##### Records to use #####

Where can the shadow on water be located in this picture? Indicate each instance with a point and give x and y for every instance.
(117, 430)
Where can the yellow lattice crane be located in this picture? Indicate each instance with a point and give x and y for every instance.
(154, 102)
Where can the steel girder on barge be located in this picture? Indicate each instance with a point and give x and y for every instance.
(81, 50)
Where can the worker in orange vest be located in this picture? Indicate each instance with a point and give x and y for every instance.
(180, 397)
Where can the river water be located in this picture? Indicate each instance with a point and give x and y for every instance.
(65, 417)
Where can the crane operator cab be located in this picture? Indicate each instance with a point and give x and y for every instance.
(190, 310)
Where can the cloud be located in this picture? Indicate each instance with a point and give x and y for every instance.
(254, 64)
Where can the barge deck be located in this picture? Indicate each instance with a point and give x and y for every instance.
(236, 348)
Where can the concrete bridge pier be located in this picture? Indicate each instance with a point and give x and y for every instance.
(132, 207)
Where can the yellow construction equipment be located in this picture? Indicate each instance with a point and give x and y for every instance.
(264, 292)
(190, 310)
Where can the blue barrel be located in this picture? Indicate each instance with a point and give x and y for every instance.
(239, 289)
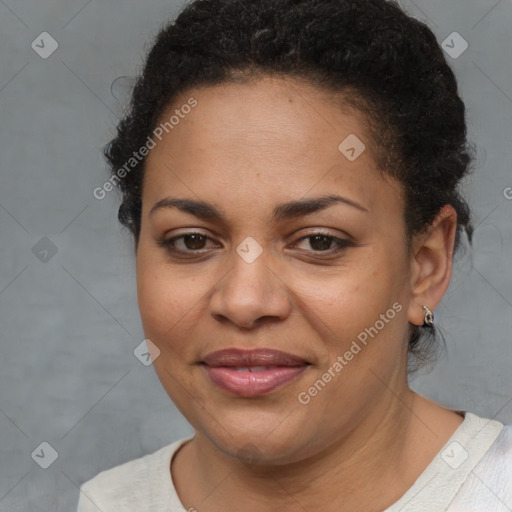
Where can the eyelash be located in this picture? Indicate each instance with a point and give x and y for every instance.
(168, 244)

#####

Starting at the line that holds "Where can the cloud", repeat every line through the end of the listing exactly as written, skipping any picture.

Where can the cloud be located in this picture? Indicate each instance with a point and give x and y for every instance.
(254, 64)
Where can the barge deck be located in this picture? Indicate each instance with a point and give x and y for every instance.
(236, 348)
Where can the concrete bridge pier be located in this picture? Indicate each instance with a point and give x and y for every instance.
(132, 207)
Where can the yellow construction equipment be located in this picture? Indicate each instance with a point and give x and y for every instance.
(264, 292)
(190, 310)
Where can the blue barrel be located in this picture? Indicate each instance with a point and give x and y for every instance.
(239, 289)
Where can the eyelash be located in this picture? Indicate each instance with a point and give x and y for every instance.
(168, 244)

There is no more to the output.